WHAT TO PRODUCE: Reproduce the data below verbatim, beginning with the line that contains "Rules. Find each instance of the light" and continuing down to the line that contains "point(194, 136)", with both of those lines included.

[Pointing records for named objects]
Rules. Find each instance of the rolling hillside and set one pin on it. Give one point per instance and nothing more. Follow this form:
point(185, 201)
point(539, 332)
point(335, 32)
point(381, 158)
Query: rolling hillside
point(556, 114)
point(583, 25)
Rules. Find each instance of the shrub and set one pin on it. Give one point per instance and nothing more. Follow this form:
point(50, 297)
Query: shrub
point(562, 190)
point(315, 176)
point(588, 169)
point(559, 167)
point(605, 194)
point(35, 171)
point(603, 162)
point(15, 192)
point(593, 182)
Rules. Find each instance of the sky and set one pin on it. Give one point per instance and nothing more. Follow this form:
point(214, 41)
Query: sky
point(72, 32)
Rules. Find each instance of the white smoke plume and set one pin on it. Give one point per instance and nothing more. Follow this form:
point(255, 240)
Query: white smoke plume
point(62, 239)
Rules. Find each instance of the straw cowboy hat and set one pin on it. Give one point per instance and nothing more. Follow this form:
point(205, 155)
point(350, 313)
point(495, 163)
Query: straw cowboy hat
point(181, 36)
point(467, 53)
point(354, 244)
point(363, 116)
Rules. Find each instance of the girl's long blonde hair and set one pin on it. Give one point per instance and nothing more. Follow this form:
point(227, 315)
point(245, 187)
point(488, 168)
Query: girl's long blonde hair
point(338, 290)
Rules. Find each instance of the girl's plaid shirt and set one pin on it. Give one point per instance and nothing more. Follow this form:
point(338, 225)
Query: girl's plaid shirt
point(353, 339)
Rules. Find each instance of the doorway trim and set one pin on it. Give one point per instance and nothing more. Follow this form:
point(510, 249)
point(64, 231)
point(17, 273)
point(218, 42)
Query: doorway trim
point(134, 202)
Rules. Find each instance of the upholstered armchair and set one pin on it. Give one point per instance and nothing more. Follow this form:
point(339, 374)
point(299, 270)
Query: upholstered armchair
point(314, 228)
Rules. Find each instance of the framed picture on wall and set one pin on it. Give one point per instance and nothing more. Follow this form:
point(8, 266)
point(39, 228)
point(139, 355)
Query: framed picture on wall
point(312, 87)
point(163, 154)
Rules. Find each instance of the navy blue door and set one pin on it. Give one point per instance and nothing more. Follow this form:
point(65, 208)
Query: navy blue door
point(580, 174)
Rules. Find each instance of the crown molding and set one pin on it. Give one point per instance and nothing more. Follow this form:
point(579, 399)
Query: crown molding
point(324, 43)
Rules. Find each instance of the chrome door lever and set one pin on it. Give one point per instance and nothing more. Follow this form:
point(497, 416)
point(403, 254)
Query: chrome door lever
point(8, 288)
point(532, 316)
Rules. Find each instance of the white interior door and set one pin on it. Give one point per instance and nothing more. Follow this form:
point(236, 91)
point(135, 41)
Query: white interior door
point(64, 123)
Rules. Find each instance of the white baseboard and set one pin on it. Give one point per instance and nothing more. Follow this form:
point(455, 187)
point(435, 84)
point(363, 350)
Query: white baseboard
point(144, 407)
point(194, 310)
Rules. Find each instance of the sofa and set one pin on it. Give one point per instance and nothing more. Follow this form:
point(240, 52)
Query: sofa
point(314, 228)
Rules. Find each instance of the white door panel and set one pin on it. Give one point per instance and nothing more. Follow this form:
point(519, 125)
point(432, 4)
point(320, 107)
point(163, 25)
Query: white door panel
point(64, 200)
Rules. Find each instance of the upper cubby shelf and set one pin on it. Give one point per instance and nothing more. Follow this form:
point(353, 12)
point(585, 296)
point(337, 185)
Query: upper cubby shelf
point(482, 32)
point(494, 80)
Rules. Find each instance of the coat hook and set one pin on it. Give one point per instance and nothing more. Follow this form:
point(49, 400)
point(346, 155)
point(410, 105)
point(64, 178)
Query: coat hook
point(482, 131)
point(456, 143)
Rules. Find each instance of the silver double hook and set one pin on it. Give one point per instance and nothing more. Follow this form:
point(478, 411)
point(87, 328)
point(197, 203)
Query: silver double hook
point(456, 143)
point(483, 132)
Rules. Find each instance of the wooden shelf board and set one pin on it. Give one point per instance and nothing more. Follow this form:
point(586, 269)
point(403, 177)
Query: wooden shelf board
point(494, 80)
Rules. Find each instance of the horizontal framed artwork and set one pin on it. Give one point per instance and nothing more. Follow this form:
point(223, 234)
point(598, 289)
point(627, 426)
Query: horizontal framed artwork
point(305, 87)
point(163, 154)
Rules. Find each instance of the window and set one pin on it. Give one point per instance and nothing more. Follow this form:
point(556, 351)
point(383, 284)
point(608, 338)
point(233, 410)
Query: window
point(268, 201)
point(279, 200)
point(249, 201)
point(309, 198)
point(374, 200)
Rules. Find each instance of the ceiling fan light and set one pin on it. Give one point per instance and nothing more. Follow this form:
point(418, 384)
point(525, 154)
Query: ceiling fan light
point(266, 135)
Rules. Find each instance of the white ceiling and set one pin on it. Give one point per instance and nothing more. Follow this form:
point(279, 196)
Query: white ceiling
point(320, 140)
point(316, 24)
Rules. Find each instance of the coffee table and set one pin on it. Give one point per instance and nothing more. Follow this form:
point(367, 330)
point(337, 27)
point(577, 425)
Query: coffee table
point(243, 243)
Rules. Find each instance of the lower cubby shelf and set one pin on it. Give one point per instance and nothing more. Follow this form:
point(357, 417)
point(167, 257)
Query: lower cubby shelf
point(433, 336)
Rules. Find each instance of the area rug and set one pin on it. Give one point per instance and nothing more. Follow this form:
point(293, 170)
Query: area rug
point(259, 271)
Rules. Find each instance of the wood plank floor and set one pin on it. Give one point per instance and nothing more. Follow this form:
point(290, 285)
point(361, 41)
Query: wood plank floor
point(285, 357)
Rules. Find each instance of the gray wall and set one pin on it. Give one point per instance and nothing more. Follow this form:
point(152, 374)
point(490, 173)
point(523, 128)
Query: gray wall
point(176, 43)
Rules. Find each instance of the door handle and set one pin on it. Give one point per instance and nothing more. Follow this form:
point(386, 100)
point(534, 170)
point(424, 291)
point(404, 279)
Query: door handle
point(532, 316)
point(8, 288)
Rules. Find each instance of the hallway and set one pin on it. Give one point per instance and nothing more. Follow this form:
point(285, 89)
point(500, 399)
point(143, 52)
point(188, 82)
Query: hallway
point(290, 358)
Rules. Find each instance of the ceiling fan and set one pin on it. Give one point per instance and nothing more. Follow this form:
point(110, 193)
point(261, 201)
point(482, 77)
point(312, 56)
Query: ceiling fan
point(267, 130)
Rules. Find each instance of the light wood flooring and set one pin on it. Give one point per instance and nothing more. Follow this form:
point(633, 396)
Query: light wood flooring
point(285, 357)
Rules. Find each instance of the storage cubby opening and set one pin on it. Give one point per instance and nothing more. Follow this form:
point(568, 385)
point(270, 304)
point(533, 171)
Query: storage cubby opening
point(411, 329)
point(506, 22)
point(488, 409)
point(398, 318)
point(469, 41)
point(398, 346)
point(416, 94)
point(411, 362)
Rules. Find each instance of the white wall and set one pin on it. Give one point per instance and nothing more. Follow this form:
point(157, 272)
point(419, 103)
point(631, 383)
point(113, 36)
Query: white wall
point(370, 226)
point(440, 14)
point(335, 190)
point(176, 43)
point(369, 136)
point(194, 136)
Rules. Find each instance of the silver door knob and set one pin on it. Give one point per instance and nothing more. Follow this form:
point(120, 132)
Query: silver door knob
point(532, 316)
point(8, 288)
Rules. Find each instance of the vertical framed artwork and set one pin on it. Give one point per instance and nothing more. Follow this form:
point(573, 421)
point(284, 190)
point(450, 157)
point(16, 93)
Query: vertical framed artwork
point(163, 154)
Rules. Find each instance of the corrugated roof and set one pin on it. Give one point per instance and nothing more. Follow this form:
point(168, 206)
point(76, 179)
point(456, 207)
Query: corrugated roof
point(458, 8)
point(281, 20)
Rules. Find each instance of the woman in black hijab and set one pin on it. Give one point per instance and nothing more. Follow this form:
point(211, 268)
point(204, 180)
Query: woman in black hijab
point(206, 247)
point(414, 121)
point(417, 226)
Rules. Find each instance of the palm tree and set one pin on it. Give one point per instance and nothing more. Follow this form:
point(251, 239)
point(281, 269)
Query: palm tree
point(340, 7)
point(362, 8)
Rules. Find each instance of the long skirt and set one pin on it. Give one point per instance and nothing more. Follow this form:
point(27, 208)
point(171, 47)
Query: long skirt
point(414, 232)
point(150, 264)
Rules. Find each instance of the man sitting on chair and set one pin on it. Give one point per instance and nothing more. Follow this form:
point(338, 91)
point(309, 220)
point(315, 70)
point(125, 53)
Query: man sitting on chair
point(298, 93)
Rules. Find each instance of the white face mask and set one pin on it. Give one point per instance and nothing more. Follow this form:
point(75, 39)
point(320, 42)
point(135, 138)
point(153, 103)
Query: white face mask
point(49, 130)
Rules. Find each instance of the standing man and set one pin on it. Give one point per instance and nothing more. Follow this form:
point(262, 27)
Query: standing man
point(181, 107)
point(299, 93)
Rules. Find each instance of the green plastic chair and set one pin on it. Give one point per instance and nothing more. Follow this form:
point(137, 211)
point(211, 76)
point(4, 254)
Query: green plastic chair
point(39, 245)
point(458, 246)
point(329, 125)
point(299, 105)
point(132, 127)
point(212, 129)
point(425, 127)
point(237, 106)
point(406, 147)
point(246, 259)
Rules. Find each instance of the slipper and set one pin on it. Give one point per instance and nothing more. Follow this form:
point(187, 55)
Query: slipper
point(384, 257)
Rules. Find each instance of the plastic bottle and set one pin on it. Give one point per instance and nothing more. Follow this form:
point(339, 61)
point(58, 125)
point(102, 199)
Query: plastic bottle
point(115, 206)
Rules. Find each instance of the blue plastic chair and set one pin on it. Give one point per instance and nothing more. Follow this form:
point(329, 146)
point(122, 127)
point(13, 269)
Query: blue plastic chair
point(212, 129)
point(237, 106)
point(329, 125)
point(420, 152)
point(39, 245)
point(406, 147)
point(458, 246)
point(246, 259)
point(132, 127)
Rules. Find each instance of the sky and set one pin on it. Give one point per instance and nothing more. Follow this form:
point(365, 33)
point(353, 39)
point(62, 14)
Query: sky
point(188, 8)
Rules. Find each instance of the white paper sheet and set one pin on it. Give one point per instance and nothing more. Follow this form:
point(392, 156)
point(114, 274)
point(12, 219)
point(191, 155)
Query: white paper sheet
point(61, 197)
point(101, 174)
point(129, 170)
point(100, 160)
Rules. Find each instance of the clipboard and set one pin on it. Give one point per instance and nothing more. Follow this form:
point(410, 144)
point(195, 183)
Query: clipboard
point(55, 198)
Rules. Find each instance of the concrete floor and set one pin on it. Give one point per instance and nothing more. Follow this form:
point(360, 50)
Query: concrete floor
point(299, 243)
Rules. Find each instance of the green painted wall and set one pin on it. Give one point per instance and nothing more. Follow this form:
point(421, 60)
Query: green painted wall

PROBLEM SOLUTION:
Rules. Find each instance of the light wood flooring and set one pin on it. Give one point per instance and nothing more. Follow this form:
point(633, 396)
Query: light wood flooring
point(285, 357)
Rules. Find each instance of the storage cubby opening and set one pin on it. Give one point per instance and nothing more. Follow this form:
point(568, 385)
point(270, 304)
point(533, 171)
Query: storage cubby opening
point(411, 329)
point(506, 22)
point(488, 409)
point(398, 318)
point(469, 41)
point(398, 346)
point(416, 94)
point(411, 362)
Rules. Find each instance of the white wall and set one pin on it. Give one point per instance and nothing more. Follow this form:
point(157, 272)
point(419, 103)
point(631, 383)
point(113, 36)
Query: white wall
point(370, 226)
point(440, 14)
point(335, 190)
point(176, 43)
point(369, 136)
point(194, 136)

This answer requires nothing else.